EXCERPT ::
Well, it did seem a bit like a tragic Deus Ex Machina, where the writer can’t think of a good ending so everyone just dies (I’m looking at you, Shakespeare.) But it worked for me because it symbolically marked inexorable progress. But up until the end the story wasn’t so great, but the characterizations, especially DDL’s constant exuding of instability, and period color were enough to carry the film up till that point.
My mother pretty much thinks this is the best movie anyone ever made. Seriously. She even spoke of some day going to the Five Points (does it even exist?).
I saw it with her and I enjoyed it, to a point. There’s only so much violence I can handle in a movie, and this one crossed that line, albeit not by much. All in all a pretty good movie, but not one that I’m keen to add to my DVD collection.
I really liked this movie, mostly for the historical feel, which seemed very authentic to me. I also liked the way Scorcesese combined so many elements of so many stories from the novel. I didn’t find any of the characters besides Bill the Butcher very interesting, though. I also felt Scorcesese had to tread a fine line between inviting the viewer’s sympathy for the Irish, and acknowledging their complicities in the horrors of the draft riots, and I think that took away from the accuracy of the movie.
And the Five Points doesn’t exist anymore, but you can go to where it once existed (basically it is a park in Chinatown now).

BRIEF 1 :: Could you copy out the movie comments word for word, from start to finish?
The movie comments have nothing to do with the records.

ENTRIES SHOWN ::
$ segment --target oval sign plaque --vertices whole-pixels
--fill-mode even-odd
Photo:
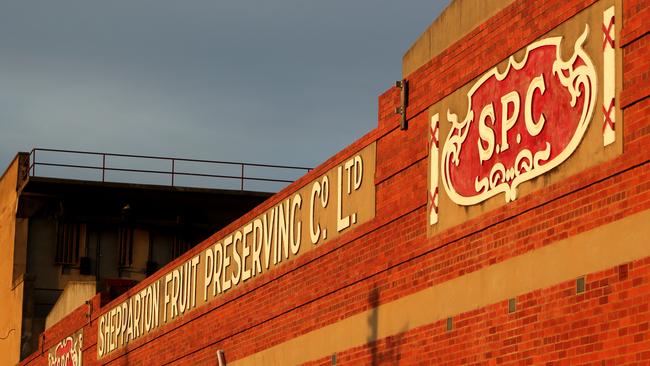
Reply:
[[[517,198],[517,186],[564,162],[577,148],[596,103],[596,72],[583,49],[587,26],[568,60],[562,37],[527,47],[521,61],[508,59],[484,74],[467,94],[462,121],[447,111],[451,131],[442,149],[441,180],[460,205],[501,192]]]

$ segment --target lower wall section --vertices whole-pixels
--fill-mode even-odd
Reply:
[[[650,320],[648,222],[650,210],[382,304],[229,365],[290,365],[314,359],[329,365],[332,357],[337,364],[374,364],[379,359],[400,364],[650,359],[650,352],[639,353],[650,349],[645,336]],[[586,291],[576,294],[576,279],[585,274]],[[513,298],[516,309],[509,313]],[[448,317],[451,331],[446,329]]]
[[[482,307],[446,320],[382,338],[309,365],[387,364],[563,364],[599,365],[650,361],[650,258],[586,276],[586,291],[576,281]]]

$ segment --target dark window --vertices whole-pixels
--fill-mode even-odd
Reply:
[[[56,264],[79,264],[79,250],[86,246],[86,224],[59,222],[56,233]]]

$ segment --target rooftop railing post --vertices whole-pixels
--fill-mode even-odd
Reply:
[[[241,190],[244,190],[244,163],[241,165]]]

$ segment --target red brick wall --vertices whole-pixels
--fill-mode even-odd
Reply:
[[[650,209],[650,1],[624,0],[620,46],[624,82],[624,152],[570,180],[427,238],[427,108],[532,42],[593,0],[516,1],[408,77],[410,128],[394,114],[399,92],[379,98],[378,128],[307,176],[161,270],[166,272],[291,192],[377,142],[376,217],[264,276],[226,293],[118,350],[102,362],[214,364],[217,349],[237,360],[375,306]],[[511,29],[518,29],[511,32]],[[504,35],[507,34],[507,37]],[[533,223],[531,225],[531,223]],[[650,240],[650,239],[649,239]],[[647,243],[646,243],[647,244]],[[126,296],[148,285],[143,281]],[[575,364],[650,360],[650,258],[454,316],[337,355],[338,364],[400,360],[419,364],[563,359]],[[85,325],[84,362],[96,363],[97,317],[82,306],[45,333],[43,349]],[[111,305],[111,304],[109,304]],[[570,316],[569,316],[570,314]],[[46,354],[46,353],[45,353]],[[36,353],[24,364],[46,364]],[[314,360],[330,364],[330,358]]]

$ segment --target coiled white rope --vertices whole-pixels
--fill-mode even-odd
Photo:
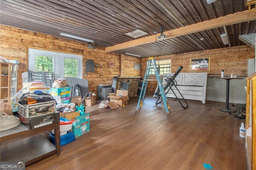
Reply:
[[[18,117],[8,115],[4,113],[0,113],[0,131],[10,129],[20,124]]]

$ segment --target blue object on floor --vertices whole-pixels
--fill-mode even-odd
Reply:
[[[210,164],[203,164],[203,165],[205,169],[210,170],[212,169],[212,167]]]
[[[55,145],[55,136],[54,134],[51,133],[49,135],[49,137],[50,137],[50,142]],[[65,145],[76,140],[75,134],[73,133],[67,133],[66,134],[61,136],[60,138],[60,146]]]

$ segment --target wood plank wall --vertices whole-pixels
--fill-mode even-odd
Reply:
[[[96,92],[97,85],[111,84],[113,76],[144,76],[145,74],[148,58],[140,59],[106,53],[104,48],[99,47],[95,49],[88,49],[83,42],[1,25],[0,33],[0,55],[9,59],[18,59],[21,64],[19,71],[19,89],[22,87],[21,73],[28,70],[27,49],[31,47],[83,55],[84,73],[85,61],[93,59],[99,67],[96,68],[95,73],[88,73],[83,78],[88,79],[90,89],[94,92]],[[227,75],[242,75],[242,71],[247,69],[247,59],[254,57],[254,50],[244,45],[158,56],[155,58],[157,60],[171,59],[173,73],[180,65],[184,67],[182,72],[189,72],[190,58],[210,57],[209,74],[220,75],[221,70],[224,69]],[[107,63],[110,61],[115,63],[115,66],[108,66]],[[134,63],[141,63],[141,71],[134,70]],[[100,66],[101,63],[102,67]],[[154,77],[150,79],[154,79]],[[150,81],[147,86],[148,93],[154,93],[156,86],[156,82]]]
[[[140,71],[134,70],[134,64],[141,64],[141,59],[121,55],[121,75],[123,76],[140,76]]]
[[[95,49],[89,49],[86,43],[83,42],[1,25],[0,33],[0,55],[10,59],[18,60],[20,63],[19,89],[22,87],[21,74],[28,69],[27,50],[29,47],[82,55],[83,78],[88,79],[89,89],[94,93],[96,92],[97,85],[111,84],[113,76],[140,75],[140,71],[132,70],[134,66],[130,69],[125,69],[122,72],[123,75],[121,73],[120,68],[134,65],[134,61],[140,63],[141,59],[138,58],[126,56],[123,57],[121,65],[120,55],[106,53],[104,48],[96,47]],[[85,61],[89,59],[99,66],[102,64],[102,67],[96,68],[94,73],[88,73],[85,76]],[[109,61],[114,62],[115,65],[110,67],[107,64]]]
[[[174,73],[180,65],[184,67],[182,73],[197,72],[189,71],[190,58],[210,57],[210,75],[220,75],[221,70],[224,70],[225,75],[247,75],[247,59],[255,57],[255,49],[248,45],[223,48],[203,51],[182,53],[155,57],[156,60],[171,59],[172,73]],[[144,77],[146,67],[148,58],[142,59],[142,76]],[[246,74],[243,75],[243,71]],[[150,79],[155,79],[150,76]],[[150,81],[147,86],[147,93],[153,94],[157,85],[156,81]]]

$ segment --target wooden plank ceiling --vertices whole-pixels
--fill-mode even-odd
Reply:
[[[138,39],[160,32],[162,27],[164,31],[175,29],[248,8],[244,0],[210,4],[206,0],[160,0],[175,19],[156,0],[2,0],[0,23],[59,37],[68,33],[106,47],[136,39],[125,33],[136,29],[148,33]],[[230,45],[220,37],[225,33],[222,27],[112,52],[146,57],[243,45],[238,36],[255,33],[255,26],[253,20],[227,26]]]

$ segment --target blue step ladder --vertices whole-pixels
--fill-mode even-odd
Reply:
[[[170,106],[169,106],[167,98],[165,95],[165,91],[164,88],[164,86],[163,85],[162,79],[161,79],[161,77],[160,77],[160,75],[158,73],[158,70],[156,67],[156,60],[155,60],[155,59],[154,59],[153,57],[150,57],[148,58],[148,62],[147,68],[146,70],[146,72],[145,73],[145,76],[144,76],[144,79],[143,80],[143,84],[142,84],[142,86],[141,87],[140,98],[139,98],[139,101],[138,102],[137,109],[136,110],[138,110],[140,107],[142,107],[142,106],[143,101],[145,98],[145,95],[146,94],[146,91],[147,89],[148,81],[149,80],[148,79],[149,72],[152,66],[153,66],[153,68],[155,71],[155,75],[156,75],[158,85],[158,86],[161,93],[161,97],[163,100],[164,105],[164,109],[165,109],[165,111],[166,113],[170,113],[169,110],[170,109]]]

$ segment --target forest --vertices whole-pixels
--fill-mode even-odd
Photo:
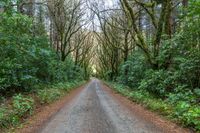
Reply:
[[[200,0],[0,1],[0,130],[90,77],[200,131]]]

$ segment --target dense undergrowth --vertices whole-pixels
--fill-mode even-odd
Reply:
[[[19,125],[38,104],[59,99],[89,75],[72,54],[61,60],[41,14],[30,17],[12,2],[0,2],[0,132]]]
[[[115,71],[112,71],[113,66],[107,65],[99,73],[105,80],[116,83],[114,88],[131,100],[196,131],[200,131],[198,5],[199,1],[189,1],[185,14],[178,18],[182,21],[180,27],[170,38],[162,33],[158,56],[153,62],[137,47]],[[153,49],[154,38],[145,41]]]
[[[43,89],[36,89],[32,93],[15,94],[9,100],[1,99],[0,131],[20,126],[34,113],[37,107],[60,99],[70,90],[82,85],[84,82],[74,81],[54,85],[41,85],[40,87]]]
[[[142,104],[146,108],[156,111],[160,115],[182,124],[185,127],[192,127],[197,132],[200,132],[200,105],[193,104],[184,99],[180,100],[183,94],[171,94],[168,98],[163,100],[146,90],[133,90],[128,86],[114,82],[108,82],[108,84],[115,91],[121,93],[130,100]],[[195,97],[195,94],[191,94],[190,96]]]

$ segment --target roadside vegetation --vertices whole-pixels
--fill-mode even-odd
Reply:
[[[77,22],[74,27],[65,22],[68,27],[62,27],[64,31],[59,34],[57,26],[64,22],[59,20],[58,24],[58,17],[69,19],[70,14],[53,18],[49,8],[55,9],[56,3],[34,2],[0,1],[0,132],[19,126],[37,107],[80,86],[91,72],[89,33],[77,29],[80,16],[71,18],[71,23]],[[71,13],[80,3],[68,6],[71,8],[66,12]],[[79,12],[77,9],[76,13]],[[66,32],[70,38],[60,43]]]
[[[106,13],[93,7],[102,30],[97,75],[131,100],[200,131],[200,1],[119,3]]]

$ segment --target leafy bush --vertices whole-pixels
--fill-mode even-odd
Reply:
[[[200,131],[200,105],[192,103],[192,99],[194,99],[192,98],[194,96],[192,93],[183,93],[185,86],[179,86],[177,88],[177,92],[179,93],[170,93],[169,98],[163,100],[155,97],[147,90],[133,90],[117,83],[109,82],[108,84],[118,93],[121,93],[132,101],[140,103],[152,111],[156,111],[159,114],[182,123],[185,126],[190,126],[195,128],[197,131]],[[181,88],[184,88],[184,90],[181,90]]]
[[[34,100],[32,98],[25,97],[21,94],[13,96],[13,109],[19,117],[25,114],[32,114],[34,109]]]
[[[57,99],[59,99],[62,95],[62,92],[59,89],[44,89],[39,90],[37,95],[42,104],[51,103]]]
[[[173,78],[168,71],[148,70],[138,88],[147,90],[157,96],[165,97],[168,92],[172,91],[173,85]]]
[[[145,58],[135,53],[127,62],[122,64],[118,81],[130,87],[138,87],[139,82],[144,78],[144,70],[147,66]]]

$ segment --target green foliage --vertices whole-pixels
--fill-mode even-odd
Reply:
[[[131,87],[138,87],[138,83],[144,78],[146,68],[145,58],[135,53],[122,65],[118,81]]]
[[[148,109],[156,111],[185,126],[194,127],[196,131],[200,131],[200,105],[194,104],[194,98],[192,98],[194,95],[185,94],[188,92],[183,93],[185,86],[178,87],[176,90],[179,93],[171,93],[168,99],[163,100],[155,97],[147,90],[133,90],[127,86],[116,83],[108,84],[118,93],[128,97],[130,100],[140,103]],[[184,88],[184,90],[182,90],[182,88]],[[196,91],[198,93],[199,89]]]
[[[62,93],[59,89],[44,89],[44,90],[39,90],[37,92],[37,95],[40,99],[40,102],[44,104],[44,103],[51,103],[59,99]]]
[[[22,117],[24,115],[33,113],[34,100],[32,98],[25,97],[21,94],[13,96],[13,109],[17,116]]]
[[[32,20],[21,14],[0,15],[0,91],[30,91],[38,83],[82,79],[68,57],[64,62],[45,35],[32,33]],[[78,70],[78,71],[77,71]]]

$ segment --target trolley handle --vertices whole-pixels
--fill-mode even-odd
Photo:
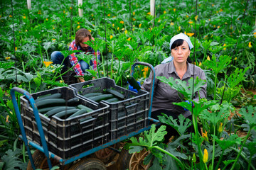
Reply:
[[[36,125],[37,125],[38,130],[38,132],[40,134],[40,138],[41,138],[42,145],[43,147],[43,152],[44,152],[46,157],[47,157],[47,162],[48,164],[49,169],[50,169],[52,168],[52,165],[51,165],[50,160],[50,153],[49,153],[49,151],[48,151],[48,149],[47,147],[46,137],[44,135],[44,132],[43,132],[43,128],[42,128],[42,123],[40,120],[38,110],[36,107],[35,100],[33,99],[32,96],[28,91],[26,91],[23,89],[21,89],[20,88],[18,88],[18,87],[14,87],[11,89],[11,92],[10,92],[11,96],[11,101],[14,104],[15,113],[16,113],[16,115],[17,120],[18,120],[18,125],[19,125],[21,131],[22,140],[24,141],[25,145],[27,148],[28,157],[29,157],[29,159],[31,160],[32,167],[33,169],[36,169],[35,164],[34,164],[34,162],[33,162],[33,160],[32,158],[31,152],[30,151],[30,149],[28,147],[28,140],[26,138],[26,132],[25,132],[23,122],[22,122],[21,113],[19,112],[17,101],[15,97],[15,91],[17,91],[20,94],[23,94],[28,99],[28,101],[33,108],[33,113],[35,115],[35,119],[36,121]]]
[[[149,67],[150,68],[151,71],[152,72],[152,79],[151,79],[151,87],[150,87],[150,93],[149,93],[150,101],[149,101],[149,120],[152,120],[153,122],[159,122],[159,120],[156,120],[156,119],[153,119],[153,118],[151,118],[151,109],[152,109],[152,103],[153,103],[154,87],[154,82],[155,82],[155,79],[156,79],[155,69],[154,69],[154,67],[151,64],[150,64],[149,63],[142,62],[134,62],[134,64],[133,64],[132,65],[132,70],[131,70],[131,76],[132,76],[134,74],[134,68],[135,68],[135,66],[137,66],[137,65],[147,66],[147,67]]]

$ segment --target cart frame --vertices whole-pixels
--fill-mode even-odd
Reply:
[[[44,132],[43,130],[43,128],[42,128],[42,124],[41,124],[41,121],[39,117],[39,113],[38,113],[38,110],[37,108],[37,106],[36,105],[35,101],[33,99],[33,98],[32,97],[32,96],[26,91],[21,89],[20,88],[18,87],[14,87],[13,89],[11,89],[11,101],[12,103],[14,104],[14,110],[15,110],[15,113],[16,113],[16,115],[17,117],[17,120],[18,120],[18,125],[20,127],[21,129],[21,135],[19,135],[19,137],[25,143],[25,146],[26,147],[26,149],[28,151],[28,157],[29,159],[31,161],[31,166],[33,167],[33,169],[36,169],[35,167],[35,164],[34,164],[34,162],[32,158],[32,154],[31,154],[31,149],[29,148],[29,145],[32,146],[33,147],[34,147],[35,149],[37,149],[38,150],[40,150],[41,152],[43,152],[44,154],[46,155],[46,158],[47,158],[47,162],[49,166],[49,169],[50,169],[52,168],[52,164],[50,162],[50,159],[53,158],[55,159],[56,160],[58,160],[60,162],[60,165],[66,165],[68,164],[71,162],[73,162],[79,159],[81,159],[84,157],[86,157],[89,154],[91,154],[94,152],[96,152],[97,151],[99,151],[100,149],[105,149],[107,147],[110,147],[115,143],[117,143],[120,141],[122,141],[124,140],[126,140],[127,138],[129,138],[131,137],[135,136],[137,135],[139,135],[141,132],[143,132],[145,130],[148,130],[151,128],[151,125],[149,125],[150,121],[154,123],[157,123],[159,122],[159,120],[153,119],[151,118],[151,108],[152,108],[152,101],[153,101],[153,94],[154,94],[154,81],[155,81],[155,78],[156,78],[156,75],[155,75],[155,70],[154,68],[153,67],[153,66],[149,63],[146,63],[146,62],[135,62],[134,64],[132,64],[132,68],[131,68],[131,76],[133,76],[134,74],[134,68],[137,65],[144,65],[144,66],[147,66],[149,67],[150,67],[151,72],[152,72],[152,80],[151,80],[151,90],[150,90],[150,96],[149,96],[149,121],[148,121],[148,125],[146,127],[142,128],[137,131],[135,132],[132,132],[127,135],[123,135],[121,136],[117,139],[112,140],[112,141],[105,143],[102,145],[100,145],[99,147],[95,147],[93,149],[91,149],[90,150],[85,151],[81,154],[79,154],[78,155],[75,155],[74,157],[70,157],[68,159],[62,159],[60,157],[54,154],[53,153],[50,152],[48,150],[48,148],[47,147],[47,142],[46,140],[46,137],[44,135]],[[36,124],[37,124],[37,128],[39,132],[39,135],[40,135],[40,138],[41,138],[41,141],[42,143],[42,147],[36,144],[35,142],[28,140],[27,137],[26,137],[26,132],[25,132],[25,128],[23,124],[23,121],[21,119],[21,113],[18,109],[18,103],[17,103],[17,101],[15,96],[15,92],[18,92],[20,94],[23,94],[29,101],[33,110],[33,113],[34,113],[34,116],[35,116],[35,119],[36,121]]]

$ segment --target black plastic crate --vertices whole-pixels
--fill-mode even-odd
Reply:
[[[91,100],[82,96],[89,93],[102,92],[105,89],[114,89],[124,95],[124,101],[114,103],[102,101],[110,106],[110,140],[137,131],[139,127],[143,128],[146,126],[149,107],[149,92],[140,90],[135,93],[117,86],[114,81],[109,78],[73,84],[70,86],[76,91],[78,96],[89,101]],[[137,125],[137,123],[141,125]]]
[[[110,141],[110,106],[107,104],[102,102],[95,103],[82,98],[77,96],[74,89],[70,87],[56,88],[33,94],[31,96],[36,99],[41,96],[57,93],[62,94],[63,98],[66,101],[76,96],[80,98],[79,104],[94,110],[65,120],[54,115],[49,118],[39,113],[50,152],[63,159],[67,159],[93,149],[95,145],[92,143],[97,143],[100,146]],[[21,110],[27,137],[42,146],[33,108],[24,96],[21,97]],[[90,119],[85,120],[85,118],[89,117]],[[83,149],[85,148],[88,149]]]

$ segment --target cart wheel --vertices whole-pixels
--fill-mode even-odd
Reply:
[[[115,149],[119,149],[120,147],[120,143],[118,142],[114,144],[110,147]],[[103,162],[105,164],[107,164],[107,162],[112,160],[117,154],[117,152],[115,152],[114,150],[107,147],[93,153],[92,157],[97,158],[102,162]]]
[[[40,169],[42,170],[48,170],[49,169],[48,164],[47,163],[47,158],[44,153],[36,149],[35,152],[32,155],[33,160],[34,161],[36,169]],[[52,166],[58,166],[60,164],[60,162],[57,160],[50,158],[50,162],[52,163]],[[63,166],[62,169],[68,169],[68,165],[65,165],[65,166]],[[28,162],[27,170],[32,170],[32,164],[31,162]]]
[[[148,169],[151,166],[151,162],[147,165],[143,164],[149,152],[143,149],[139,153],[129,154],[128,150],[122,149],[117,161],[117,166],[120,170],[144,170]]]
[[[105,164],[96,158],[86,158],[81,159],[73,166],[69,170],[107,170]]]

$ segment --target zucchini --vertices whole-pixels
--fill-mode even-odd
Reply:
[[[85,95],[83,95],[84,97],[91,97],[91,96],[99,96],[99,95],[102,95],[103,94],[101,92],[95,92],[95,93],[90,93],[90,94],[86,94]]]
[[[106,100],[106,101],[107,101],[109,103],[112,103],[112,102],[115,102],[115,101],[119,101],[119,99],[118,99],[118,98],[112,98]]]
[[[41,113],[46,113],[46,112],[48,112],[49,110],[51,110],[55,109],[55,108],[58,108],[60,106],[53,106],[53,107],[39,108],[38,112]]]
[[[109,93],[109,94],[111,94],[112,95],[114,95],[114,96],[122,99],[122,100],[124,100],[125,96],[124,95],[122,94],[121,93],[118,92],[117,91],[115,91],[115,90],[113,90],[113,89],[107,89],[106,92]]]
[[[80,98],[78,97],[74,97],[68,101],[68,106],[78,106],[80,103]]]
[[[50,106],[65,106],[65,101],[64,98],[48,98],[40,101],[36,103],[38,108]]]
[[[50,95],[45,95],[45,96],[41,96],[39,98],[36,98],[35,100],[36,103],[40,101],[44,100],[44,99],[48,99],[48,98],[60,98],[62,97],[61,94],[50,94]]]
[[[93,109],[88,108],[84,105],[78,105],[78,108],[80,109],[85,109],[87,112],[91,112],[94,110]]]
[[[55,114],[54,116],[56,116],[57,118],[61,118],[63,116],[68,116],[70,114],[75,113],[75,112],[80,110],[78,108],[75,109],[70,109],[70,110],[66,110],[61,112],[58,113],[57,114]]]
[[[58,107],[58,106],[57,106]],[[48,116],[51,116],[54,114],[56,114],[59,112],[61,111],[64,111],[64,110],[70,110],[70,109],[74,109],[75,108],[75,107],[68,107],[68,106],[58,106],[57,108],[54,108],[51,110],[49,110],[48,112],[46,113],[46,114]]]
[[[78,115],[82,115],[82,114],[84,114],[86,113],[87,113],[87,111],[85,109],[81,109],[81,110],[79,110],[78,111],[77,111],[76,113],[75,113],[74,114],[71,115],[68,118],[73,118],[73,117],[75,117],[75,116],[78,116]]]
[[[113,98],[113,97],[114,97],[114,95],[112,95],[112,94],[102,94],[102,95],[99,95],[99,96],[95,96],[93,98],[91,98],[90,99],[98,102],[102,100],[107,100],[107,99],[109,99],[109,98]]]
[[[138,91],[142,89],[140,86],[139,85],[138,82],[135,80],[134,77],[130,75],[127,76],[127,81],[129,84],[133,86],[135,89],[137,89]]]

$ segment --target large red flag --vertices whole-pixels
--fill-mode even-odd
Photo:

BRIEF 2 :: Which lines of the records contain the word "cart"? List each of them in full.

FULL RESPONSE 1 ::
Well, it did seem a bit like a tragic Deus Ex Machina, where the writer can’t think of a good ending so everyone just dies (I’m looking at you, Shakespeare.) But it worked for me because it symbolically marked inexorable progress. But up until the end the story wasn’t so great, but the characterizations, especially DDL’s constant exuding of instability, and period color were enough to carry the film up till that point.
My mother pretty much thinks this is the best movie anyone ever made. Seriously. She even spoke of some day going to the Five Points (does it even exist?).
I saw it with her and I enjoyed it, to a point. There’s only so much violence I can handle in a movie, and this one crossed that line, albeit not by much. All in all a pretty good movie, but not one that I’m keen to add to my DVD collection.
I really liked this movie, mostly for the historical feel, which seemed very authentic to me. I also liked the way Scorcesese combined so many elements of so many stories from the novel. I didn’t find any of the characters besides Bill the Butcher very interesting, though. I also felt Scorcesese had to tread a fine line between inviting the viewer’s sympathy for the Irish, and acknowledging their complicities in the horrors of the draft riots, and I think that took away from the accuracy of the movie.
And the Five Points doesn’t exist anymore, but you can go to where it once existed (basically it is a park in Chinatown now).

FULL RESPONSE 2 ::
$ segment --target cart frame --vertices whole-pixels
$ segment --target cart wheel --vertices whole-pixels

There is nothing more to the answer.